Begin TEXT SECTION
# Jersey Bass



## shamoo (Nov 19, 2007)

Here a little fellow I caught in the spring


----------



## Captain Ahab (Nov 20, 2007)

Mr. Shamoo - that is a very nice bass. Hmmm, let me guess, on a slider?


----------



## shamoo (Nov 20, 2007)

I caught this one on a Senko :shock:


----------



## Captain Ahab (Nov 20, 2007)

shamoo said:


> I caught this one on a Senko :shock:



Hey, you are working my side of the street :lol:


----------



## shamoo (Nov 20, 2007)

LOL :lol:


----------



## redbug (Nov 20, 2007)

nice fish and I'm diggin the dad your fishin out of


Wayne


----------



## shamoo (Nov 20, 2007)

Theres two chained to a tree, something they let stay at the lake, they have one that has a milk carton for a rear seat


----------



## little anth (Nov 20, 2007)

nice one thats the first post i remeber from u on the bb. :shock:


----------



## shamoo (Nov 20, 2007)
End TEXT SECTION
Begin RECORD EXCERPTS
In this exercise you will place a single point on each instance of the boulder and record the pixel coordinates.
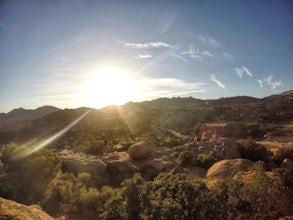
(78, 162)
(230, 146)
(288, 164)
(140, 150)
(13, 210)
(228, 168)
(156, 165)
(119, 163)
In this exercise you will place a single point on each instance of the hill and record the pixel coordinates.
(22, 115)
(155, 160)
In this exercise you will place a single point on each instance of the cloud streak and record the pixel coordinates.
(273, 84)
(210, 41)
(150, 88)
(196, 54)
(143, 56)
(242, 70)
(148, 45)
(218, 82)
(260, 82)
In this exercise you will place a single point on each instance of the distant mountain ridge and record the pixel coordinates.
(21, 115)
(138, 117)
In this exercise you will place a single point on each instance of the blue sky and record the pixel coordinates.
(52, 51)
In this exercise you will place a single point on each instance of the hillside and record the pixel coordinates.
(124, 162)
(21, 115)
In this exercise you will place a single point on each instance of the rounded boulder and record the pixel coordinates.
(140, 150)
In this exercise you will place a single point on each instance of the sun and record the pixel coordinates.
(109, 86)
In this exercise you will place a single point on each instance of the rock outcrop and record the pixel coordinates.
(15, 211)
(78, 162)
(140, 150)
(228, 168)
(119, 163)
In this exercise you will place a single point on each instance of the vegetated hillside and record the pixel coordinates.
(20, 115)
(179, 158)
(181, 114)
(12, 210)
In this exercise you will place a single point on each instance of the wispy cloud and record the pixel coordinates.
(150, 88)
(240, 71)
(207, 54)
(148, 45)
(218, 82)
(65, 59)
(246, 70)
(212, 42)
(196, 54)
(260, 82)
(143, 56)
(227, 56)
(273, 84)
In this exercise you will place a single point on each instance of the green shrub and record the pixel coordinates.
(250, 150)
(205, 160)
(185, 158)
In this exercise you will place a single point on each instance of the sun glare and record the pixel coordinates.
(109, 86)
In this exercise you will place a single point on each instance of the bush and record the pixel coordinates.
(185, 158)
(253, 151)
(205, 160)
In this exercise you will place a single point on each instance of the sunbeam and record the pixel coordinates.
(35, 145)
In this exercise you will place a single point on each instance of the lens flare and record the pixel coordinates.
(36, 145)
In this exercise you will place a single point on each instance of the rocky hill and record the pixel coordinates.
(87, 164)
(21, 115)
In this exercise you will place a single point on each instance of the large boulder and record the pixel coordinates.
(228, 168)
(140, 150)
(230, 146)
(119, 163)
(14, 211)
(78, 162)
(212, 131)
(288, 164)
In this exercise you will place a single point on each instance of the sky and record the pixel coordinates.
(73, 53)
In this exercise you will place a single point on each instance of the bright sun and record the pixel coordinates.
(109, 86)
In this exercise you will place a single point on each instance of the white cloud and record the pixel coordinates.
(148, 45)
(202, 38)
(240, 71)
(227, 56)
(65, 59)
(143, 56)
(246, 70)
(214, 43)
(218, 82)
(207, 54)
(260, 82)
(273, 84)
(210, 41)
(150, 88)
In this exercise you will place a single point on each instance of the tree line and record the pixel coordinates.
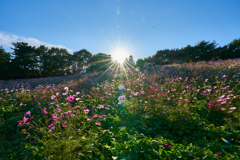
(202, 51)
(34, 62)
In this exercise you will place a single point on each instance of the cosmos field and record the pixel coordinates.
(180, 111)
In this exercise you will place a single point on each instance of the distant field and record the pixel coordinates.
(179, 111)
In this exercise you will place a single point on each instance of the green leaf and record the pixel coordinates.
(136, 149)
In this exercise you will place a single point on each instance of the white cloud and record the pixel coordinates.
(6, 41)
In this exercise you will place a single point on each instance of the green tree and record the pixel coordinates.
(100, 61)
(25, 62)
(5, 64)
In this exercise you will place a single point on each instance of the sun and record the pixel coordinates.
(120, 55)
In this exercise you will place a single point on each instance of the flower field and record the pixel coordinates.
(179, 111)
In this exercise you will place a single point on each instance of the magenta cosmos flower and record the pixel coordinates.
(70, 98)
(20, 123)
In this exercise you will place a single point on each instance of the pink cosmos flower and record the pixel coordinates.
(94, 116)
(99, 124)
(86, 111)
(70, 98)
(64, 124)
(28, 113)
(20, 123)
(218, 153)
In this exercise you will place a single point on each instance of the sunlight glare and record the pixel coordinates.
(120, 56)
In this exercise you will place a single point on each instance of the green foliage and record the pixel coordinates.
(175, 112)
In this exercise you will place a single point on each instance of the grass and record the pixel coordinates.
(171, 112)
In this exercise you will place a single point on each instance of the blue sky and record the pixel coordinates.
(139, 27)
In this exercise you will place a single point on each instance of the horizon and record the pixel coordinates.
(140, 28)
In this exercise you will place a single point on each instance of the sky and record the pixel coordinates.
(137, 27)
End RECORD EXCERPTS
Write the next part of the bass fishing thread, starting right after its final line. These rows have no connection to the bass fishing thread.

That was an incredable day my friend, I got pictures of a huge sunny my buddy caught that day also, it was like none stop. I dont think I'll have another day like that in my life. if I get an invite back, I certainly will try to duplicate it.


----------



## SMDave (Nov 20, 2007)

Here are a few from me: Jersey Bass!











Certainly not my biggest, but up there. The last pic of me in the grey sweatshirt was taken a couple years ago when my hair was out of control.


----------



## Jim (Nov 21, 2007)

Loving the crawdad too. Nice fish Mr Shamoo.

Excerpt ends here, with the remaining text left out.